Jan Nowak Dead at 91

Radio Free Europe / Radio Liberty

Washington / Prague - January 21, 2005

Jan Nowak, the legendary fighter for the Polish resistance during World War II who went on to head the Polish service of Radio Free Europe for a quarter of a century, died Thursday evening, January 20 in a hospital in his native Warsaw. He was 91 years old.

RFE/RL President Thomas A. Dine, traveling in Ukraine, said that "Jan Nowak was a great leader. He was a great Polish patriot. He made the Polish section of RFE the jewel in the crown."

Born in 1913 as Zdzislaw Jezioranski ("Jan Nowak" was his nom de guerre), Nowak first attained prominence thanks to his storied service with the Polish underground during World War II, when he shuttled between London, Stockholm, and Warsaw to lobby allied leaders and to organize the resistance at home. During the 1944 Warsaw Uprising, Nowak oversaw English-language broadcasting from the Polish capital. It was during the Uprising that he married his wife Greta, who was working as a courier for the resistance. Greta Nowak died in 1999.

####

REQUIRED ACTION 1 – Print the part of the Jan Nowak obituary starting with "Washington / Prague" and going on through "91 years old.".
REQUIRED ACTION 2 – Condense the paragraph of the Jan Nowak obituary that begins "Born in 1913 as Zdzislaw Jezioranski" into a bulleted list of its main facts.
The entries have no connection to the Jan Nowak obituary.

Data items:
####

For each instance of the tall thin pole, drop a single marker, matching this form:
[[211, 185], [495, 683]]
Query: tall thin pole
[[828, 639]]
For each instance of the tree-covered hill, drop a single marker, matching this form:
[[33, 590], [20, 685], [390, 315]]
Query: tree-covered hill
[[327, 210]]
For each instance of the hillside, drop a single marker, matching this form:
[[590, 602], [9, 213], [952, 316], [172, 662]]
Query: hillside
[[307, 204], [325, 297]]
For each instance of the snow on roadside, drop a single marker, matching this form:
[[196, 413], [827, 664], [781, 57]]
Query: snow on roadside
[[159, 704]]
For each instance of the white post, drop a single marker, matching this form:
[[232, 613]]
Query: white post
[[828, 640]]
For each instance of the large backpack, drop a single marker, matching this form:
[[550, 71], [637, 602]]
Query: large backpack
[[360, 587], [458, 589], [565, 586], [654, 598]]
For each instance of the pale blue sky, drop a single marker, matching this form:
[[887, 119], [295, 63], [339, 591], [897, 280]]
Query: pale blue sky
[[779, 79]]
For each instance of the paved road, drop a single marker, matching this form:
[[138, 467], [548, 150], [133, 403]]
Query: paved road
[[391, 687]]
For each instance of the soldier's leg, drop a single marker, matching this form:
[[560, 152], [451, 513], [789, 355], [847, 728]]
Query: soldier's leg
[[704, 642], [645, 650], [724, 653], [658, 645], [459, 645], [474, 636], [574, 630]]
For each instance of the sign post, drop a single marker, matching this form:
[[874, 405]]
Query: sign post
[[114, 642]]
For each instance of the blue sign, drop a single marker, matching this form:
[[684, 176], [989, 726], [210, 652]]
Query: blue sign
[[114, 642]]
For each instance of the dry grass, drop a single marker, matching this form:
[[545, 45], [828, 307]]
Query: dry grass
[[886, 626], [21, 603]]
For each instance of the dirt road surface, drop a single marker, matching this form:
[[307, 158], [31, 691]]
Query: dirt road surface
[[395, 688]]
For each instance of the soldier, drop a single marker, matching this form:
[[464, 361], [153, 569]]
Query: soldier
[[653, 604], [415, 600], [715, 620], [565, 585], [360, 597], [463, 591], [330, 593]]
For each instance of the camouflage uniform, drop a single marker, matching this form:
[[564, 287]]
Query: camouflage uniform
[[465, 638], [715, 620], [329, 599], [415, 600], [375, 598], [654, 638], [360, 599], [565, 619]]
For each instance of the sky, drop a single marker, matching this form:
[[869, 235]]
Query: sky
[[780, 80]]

####

ANSWER AREA 1 –
Washington / Prague - January 21, 2005

Jan Nowak, the legendary fighter for the Polish resistance during World War II who went on to head the Polish service of Radio Free Europe for a quarter of a century, died Thursday evening, January 20 in a hospital in his native Warsaw. He was 91 years old.

ANSWER AREA 2 –
- Born in 1913 as Zdzislaw Jezioranski; "Jan Nowak" was his nom de guerre.
- Became prominent through his World War II service with the Polish underground.
- Traveled between London, Stockholm, and Warsaw to lobby allied leaders and organize the resistance at home.
- Oversaw English-language broadcasting from Warsaw during the 1944 Warsaw Uprising.
- Married his wife Greta, a resistance courier, during the Uprising.
- Greta Nowak died in 1999.